Source data
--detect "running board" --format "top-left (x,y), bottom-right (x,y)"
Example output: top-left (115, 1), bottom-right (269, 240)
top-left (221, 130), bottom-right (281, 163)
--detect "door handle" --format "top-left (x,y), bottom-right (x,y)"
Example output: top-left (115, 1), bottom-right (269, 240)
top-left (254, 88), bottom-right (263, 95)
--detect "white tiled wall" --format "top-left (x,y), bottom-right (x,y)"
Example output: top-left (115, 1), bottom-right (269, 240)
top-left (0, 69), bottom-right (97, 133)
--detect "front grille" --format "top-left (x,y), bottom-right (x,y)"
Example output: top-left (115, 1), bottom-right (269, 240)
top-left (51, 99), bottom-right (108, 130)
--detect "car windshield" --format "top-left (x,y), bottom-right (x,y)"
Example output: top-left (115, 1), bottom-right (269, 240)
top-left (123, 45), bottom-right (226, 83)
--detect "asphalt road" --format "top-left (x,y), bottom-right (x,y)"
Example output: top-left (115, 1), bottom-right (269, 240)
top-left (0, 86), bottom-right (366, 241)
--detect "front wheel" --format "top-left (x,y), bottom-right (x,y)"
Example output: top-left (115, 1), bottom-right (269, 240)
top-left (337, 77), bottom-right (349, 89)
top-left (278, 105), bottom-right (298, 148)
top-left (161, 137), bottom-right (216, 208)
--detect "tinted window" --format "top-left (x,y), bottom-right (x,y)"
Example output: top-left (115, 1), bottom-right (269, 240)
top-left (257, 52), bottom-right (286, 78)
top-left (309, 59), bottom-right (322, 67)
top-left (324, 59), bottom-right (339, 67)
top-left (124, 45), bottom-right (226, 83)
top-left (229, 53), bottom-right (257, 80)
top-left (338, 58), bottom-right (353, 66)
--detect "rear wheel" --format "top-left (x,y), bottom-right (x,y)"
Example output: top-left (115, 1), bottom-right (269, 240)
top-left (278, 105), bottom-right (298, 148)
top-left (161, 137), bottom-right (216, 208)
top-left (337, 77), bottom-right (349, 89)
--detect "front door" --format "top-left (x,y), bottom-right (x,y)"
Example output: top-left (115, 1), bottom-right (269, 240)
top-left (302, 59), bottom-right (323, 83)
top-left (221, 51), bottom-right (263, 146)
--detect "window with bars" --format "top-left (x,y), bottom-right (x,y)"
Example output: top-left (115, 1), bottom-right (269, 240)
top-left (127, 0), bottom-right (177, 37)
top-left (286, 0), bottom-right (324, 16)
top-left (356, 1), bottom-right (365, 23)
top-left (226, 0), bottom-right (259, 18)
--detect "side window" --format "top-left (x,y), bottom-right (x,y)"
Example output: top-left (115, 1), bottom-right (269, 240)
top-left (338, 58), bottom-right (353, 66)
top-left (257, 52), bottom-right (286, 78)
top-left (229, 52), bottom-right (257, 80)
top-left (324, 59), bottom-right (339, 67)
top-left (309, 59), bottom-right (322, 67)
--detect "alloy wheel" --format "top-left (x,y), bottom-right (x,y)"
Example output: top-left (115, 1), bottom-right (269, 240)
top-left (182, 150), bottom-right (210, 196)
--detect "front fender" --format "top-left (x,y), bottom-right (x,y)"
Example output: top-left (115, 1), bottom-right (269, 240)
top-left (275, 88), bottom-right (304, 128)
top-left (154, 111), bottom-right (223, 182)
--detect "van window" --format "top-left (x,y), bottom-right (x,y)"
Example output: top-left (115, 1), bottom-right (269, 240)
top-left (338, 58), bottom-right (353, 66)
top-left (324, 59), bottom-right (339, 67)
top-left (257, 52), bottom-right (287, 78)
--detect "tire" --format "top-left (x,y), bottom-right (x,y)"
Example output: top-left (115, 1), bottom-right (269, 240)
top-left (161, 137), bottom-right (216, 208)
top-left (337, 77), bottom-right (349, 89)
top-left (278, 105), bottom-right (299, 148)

### REQUEST
Find each line in the listing above that contains the word "door" and copy those lines out.

### COMPLETE OUTPUT
--detect "door handle" --format "top-left (x,y), bottom-right (x,y)"
--detect "front door" --format "top-left (x,y), bottom-right (x,y)"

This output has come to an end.